_Extracted material:_
= = = = =

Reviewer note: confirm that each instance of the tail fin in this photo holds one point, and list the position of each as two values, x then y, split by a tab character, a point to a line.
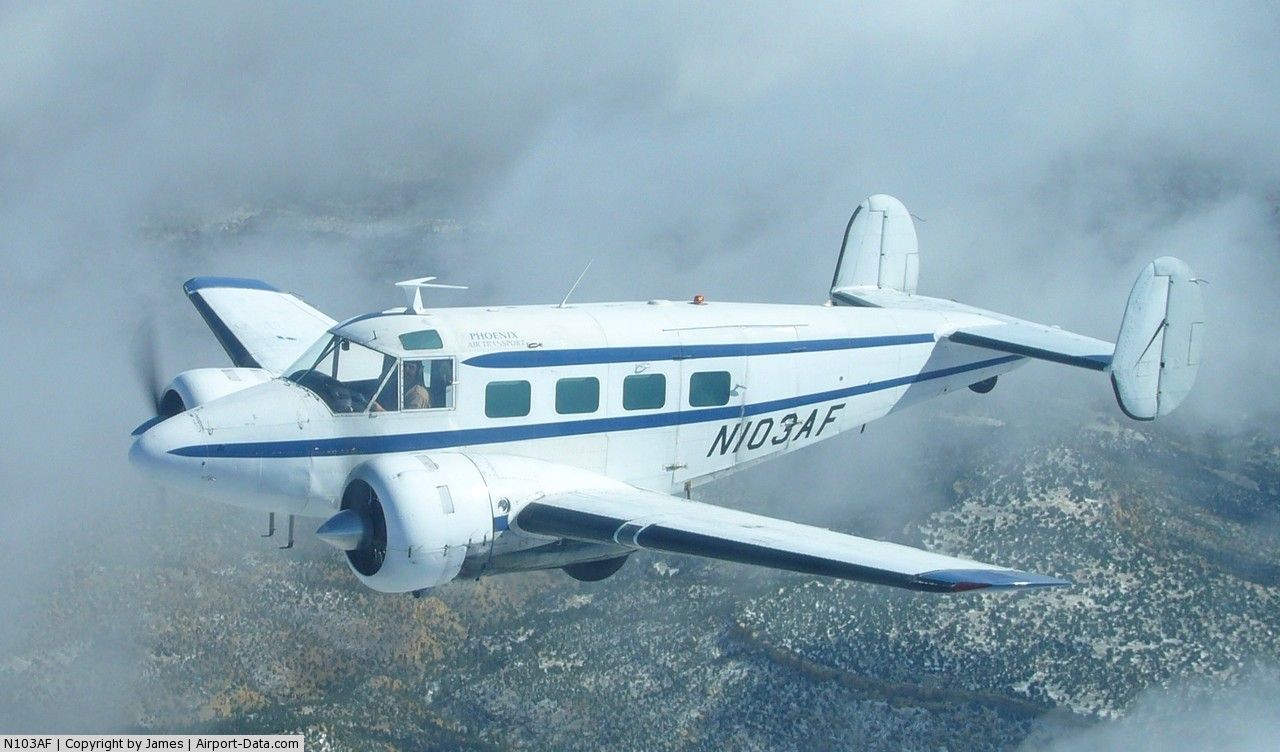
880	248
1159	348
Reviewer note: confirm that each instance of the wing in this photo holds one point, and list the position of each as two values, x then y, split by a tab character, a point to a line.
256	324
647	519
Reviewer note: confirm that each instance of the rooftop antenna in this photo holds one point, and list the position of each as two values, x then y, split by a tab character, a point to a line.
575	283
414	290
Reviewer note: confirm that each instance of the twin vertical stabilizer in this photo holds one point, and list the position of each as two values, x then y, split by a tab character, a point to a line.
1152	365
880	248
1159	348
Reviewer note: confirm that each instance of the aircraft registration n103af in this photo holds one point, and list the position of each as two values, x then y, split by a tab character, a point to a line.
451	443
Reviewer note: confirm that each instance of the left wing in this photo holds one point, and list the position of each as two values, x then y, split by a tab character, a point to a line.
259	325
647	519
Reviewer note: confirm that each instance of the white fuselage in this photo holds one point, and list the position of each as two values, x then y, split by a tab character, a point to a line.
795	375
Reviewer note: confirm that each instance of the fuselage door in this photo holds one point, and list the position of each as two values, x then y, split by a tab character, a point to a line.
771	375
712	398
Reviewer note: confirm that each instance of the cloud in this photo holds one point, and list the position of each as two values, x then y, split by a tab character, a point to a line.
1192	716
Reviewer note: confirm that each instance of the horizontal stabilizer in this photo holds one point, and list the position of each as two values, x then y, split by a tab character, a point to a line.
256	324
1036	340
1159	348
647	519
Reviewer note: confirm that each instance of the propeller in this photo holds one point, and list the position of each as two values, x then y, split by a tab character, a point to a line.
146	370
146	362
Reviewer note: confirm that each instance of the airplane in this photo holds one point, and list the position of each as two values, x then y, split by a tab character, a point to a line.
446	443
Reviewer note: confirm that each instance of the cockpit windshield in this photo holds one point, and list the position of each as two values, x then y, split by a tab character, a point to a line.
347	376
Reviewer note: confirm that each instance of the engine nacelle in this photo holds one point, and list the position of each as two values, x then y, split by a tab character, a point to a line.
411	521
204	385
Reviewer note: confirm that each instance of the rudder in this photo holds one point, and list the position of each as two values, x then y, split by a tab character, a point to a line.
1159	348
880	248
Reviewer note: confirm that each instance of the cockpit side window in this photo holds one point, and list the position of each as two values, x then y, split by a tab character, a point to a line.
428	383
348	376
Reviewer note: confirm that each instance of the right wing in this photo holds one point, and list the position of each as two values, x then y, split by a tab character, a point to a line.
647	519
256	324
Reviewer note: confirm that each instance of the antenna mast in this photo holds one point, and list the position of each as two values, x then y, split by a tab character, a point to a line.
575	283
414	290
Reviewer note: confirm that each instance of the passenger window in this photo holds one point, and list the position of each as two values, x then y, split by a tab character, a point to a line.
709	389
428	384
506	399
577	395
644	391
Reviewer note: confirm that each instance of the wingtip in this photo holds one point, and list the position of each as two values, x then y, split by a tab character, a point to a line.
965	579
199	283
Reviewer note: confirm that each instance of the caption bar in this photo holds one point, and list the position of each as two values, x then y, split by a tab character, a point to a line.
147	742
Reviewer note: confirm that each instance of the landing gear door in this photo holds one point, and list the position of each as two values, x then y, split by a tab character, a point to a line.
712	400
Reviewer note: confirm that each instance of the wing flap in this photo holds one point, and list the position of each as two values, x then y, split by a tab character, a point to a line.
259	325
645	519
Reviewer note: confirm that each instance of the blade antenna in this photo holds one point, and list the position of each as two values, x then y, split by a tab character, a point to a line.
575	283
414	290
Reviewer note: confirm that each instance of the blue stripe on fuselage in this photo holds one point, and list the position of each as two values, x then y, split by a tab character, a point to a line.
347	445
640	354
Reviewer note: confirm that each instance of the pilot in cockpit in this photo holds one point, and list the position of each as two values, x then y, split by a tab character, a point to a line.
416	395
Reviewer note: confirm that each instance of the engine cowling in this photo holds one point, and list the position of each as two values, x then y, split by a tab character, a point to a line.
204	385
408	523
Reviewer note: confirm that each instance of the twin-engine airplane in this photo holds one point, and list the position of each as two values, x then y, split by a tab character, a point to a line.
455	443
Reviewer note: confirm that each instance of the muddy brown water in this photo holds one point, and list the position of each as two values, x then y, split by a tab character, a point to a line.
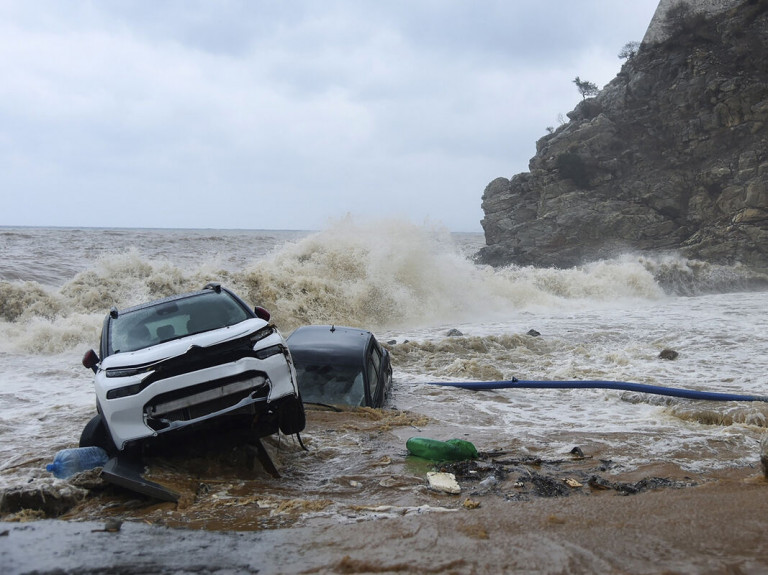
355	502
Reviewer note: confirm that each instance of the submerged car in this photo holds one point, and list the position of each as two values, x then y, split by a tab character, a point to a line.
340	365
186	361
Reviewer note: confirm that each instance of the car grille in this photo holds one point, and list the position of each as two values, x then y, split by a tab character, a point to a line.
204	399
198	358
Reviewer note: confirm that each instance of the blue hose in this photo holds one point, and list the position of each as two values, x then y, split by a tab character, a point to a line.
597	384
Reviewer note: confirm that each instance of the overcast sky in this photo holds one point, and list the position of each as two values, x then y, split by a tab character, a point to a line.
286	114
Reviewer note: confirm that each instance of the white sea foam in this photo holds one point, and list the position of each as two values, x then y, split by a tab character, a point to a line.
607	320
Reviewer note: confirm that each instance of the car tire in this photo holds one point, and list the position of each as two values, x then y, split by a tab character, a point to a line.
95	434
291	416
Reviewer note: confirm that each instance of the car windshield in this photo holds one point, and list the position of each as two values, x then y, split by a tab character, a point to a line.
341	384
173	319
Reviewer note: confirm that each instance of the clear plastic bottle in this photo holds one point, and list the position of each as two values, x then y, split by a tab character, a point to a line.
67	462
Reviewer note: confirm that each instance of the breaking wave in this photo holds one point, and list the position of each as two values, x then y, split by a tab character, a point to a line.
383	275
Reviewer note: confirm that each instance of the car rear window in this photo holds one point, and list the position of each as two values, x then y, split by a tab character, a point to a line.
333	384
174	319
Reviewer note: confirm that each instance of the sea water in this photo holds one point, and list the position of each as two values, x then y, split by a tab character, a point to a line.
410	284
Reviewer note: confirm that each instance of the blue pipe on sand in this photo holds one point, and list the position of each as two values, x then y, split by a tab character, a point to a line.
597	384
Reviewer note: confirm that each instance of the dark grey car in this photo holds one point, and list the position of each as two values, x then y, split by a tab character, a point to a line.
340	365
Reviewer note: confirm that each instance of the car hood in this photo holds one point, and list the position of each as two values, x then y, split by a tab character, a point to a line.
177	347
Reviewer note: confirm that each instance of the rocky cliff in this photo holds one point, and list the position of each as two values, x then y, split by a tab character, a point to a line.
671	156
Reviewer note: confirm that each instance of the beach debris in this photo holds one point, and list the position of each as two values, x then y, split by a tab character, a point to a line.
51	498
111	525
764	455
396	510
669	354
436	450
445	482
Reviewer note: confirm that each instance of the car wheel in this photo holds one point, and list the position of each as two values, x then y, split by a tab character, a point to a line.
95	433
291	415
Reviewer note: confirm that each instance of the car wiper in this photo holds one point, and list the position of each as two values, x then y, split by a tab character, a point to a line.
326	405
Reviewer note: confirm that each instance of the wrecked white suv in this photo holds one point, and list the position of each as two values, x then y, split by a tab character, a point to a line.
186	361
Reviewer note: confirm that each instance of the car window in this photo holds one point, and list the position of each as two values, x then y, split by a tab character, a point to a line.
169	320
374	363
333	384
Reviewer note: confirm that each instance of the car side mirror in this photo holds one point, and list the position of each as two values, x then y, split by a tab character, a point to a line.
90	360
262	313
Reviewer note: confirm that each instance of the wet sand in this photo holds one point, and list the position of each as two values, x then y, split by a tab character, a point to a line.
354	503
716	528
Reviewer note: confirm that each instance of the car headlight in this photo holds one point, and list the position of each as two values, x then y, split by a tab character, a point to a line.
119	392
128	371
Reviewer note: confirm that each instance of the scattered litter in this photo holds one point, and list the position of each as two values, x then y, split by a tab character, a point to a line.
445	482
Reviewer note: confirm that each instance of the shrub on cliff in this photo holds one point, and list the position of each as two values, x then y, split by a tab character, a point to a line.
572	167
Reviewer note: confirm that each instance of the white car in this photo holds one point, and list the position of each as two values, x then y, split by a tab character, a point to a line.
186	361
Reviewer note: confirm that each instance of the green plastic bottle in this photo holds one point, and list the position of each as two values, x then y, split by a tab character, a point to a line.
436	450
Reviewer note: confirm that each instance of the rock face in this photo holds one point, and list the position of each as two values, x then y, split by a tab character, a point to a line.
671	156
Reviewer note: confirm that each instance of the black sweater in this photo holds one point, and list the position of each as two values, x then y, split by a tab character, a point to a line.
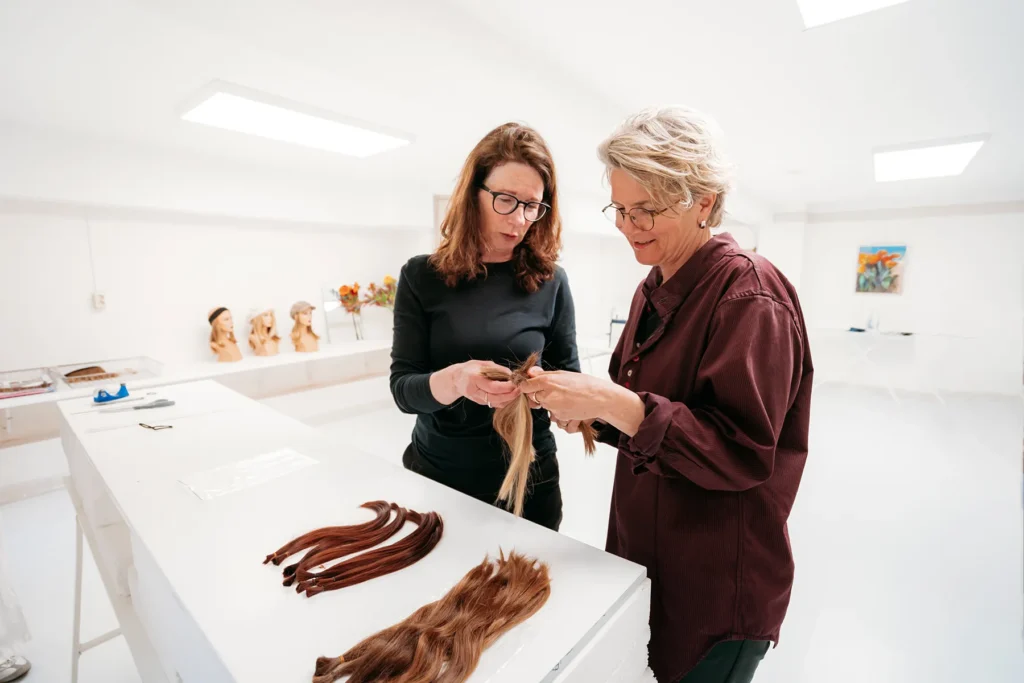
489	318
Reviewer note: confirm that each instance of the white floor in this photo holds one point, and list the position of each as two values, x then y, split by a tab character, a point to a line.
908	534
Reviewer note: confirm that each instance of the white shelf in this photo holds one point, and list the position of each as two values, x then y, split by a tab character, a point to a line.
211	370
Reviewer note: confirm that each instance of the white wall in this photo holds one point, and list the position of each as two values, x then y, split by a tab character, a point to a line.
782	244
161	279
963	299
162	271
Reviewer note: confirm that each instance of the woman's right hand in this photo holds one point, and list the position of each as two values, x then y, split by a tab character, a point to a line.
467	380
572	426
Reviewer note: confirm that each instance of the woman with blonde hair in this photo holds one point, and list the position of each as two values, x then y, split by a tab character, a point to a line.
487	298
709	406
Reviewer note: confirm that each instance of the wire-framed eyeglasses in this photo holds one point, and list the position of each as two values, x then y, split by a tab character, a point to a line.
505	204
642	218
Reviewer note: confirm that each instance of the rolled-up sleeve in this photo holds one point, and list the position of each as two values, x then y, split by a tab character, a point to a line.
725	437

= = = = =

_Your goal:_ Extract the closing run of lines, starting with the one containing "Reviewer note: confirm that each instance of the white wall" and ending at the last, exactly as written.

_The output:_
Reviewer note: confirm that each instance of the white wall in this photo holds one point, and list the position of each as two values, x then y, split by a tab character, a point to a line.
782	244
161	279
963	299
162	271
Reviewer note: confirm that each instance of the woman's right hand in this photo holds one point, and list the position of each as two values, x then y, split by a tab character, a point to a line.
467	380
572	426
Reviewer note: confirm that each instance of the woman with blonde hair in this photo holds one point, and list the position of each as two values, x then y, split by a tab character, a point to a line.
487	298
709	406
Reviewer note: confirm that each instance of the wire-framed eyeglasses in this photo holds one point, and list the position of each as two values, x then y, split by a tab character, a point to a line.
505	204
642	218
Reviewer note: confirm that each instance of the rolled-up sleeve in this photo holds one point, and list the position of each as two values, x then y, split by a tab character, a point to a line.
725	437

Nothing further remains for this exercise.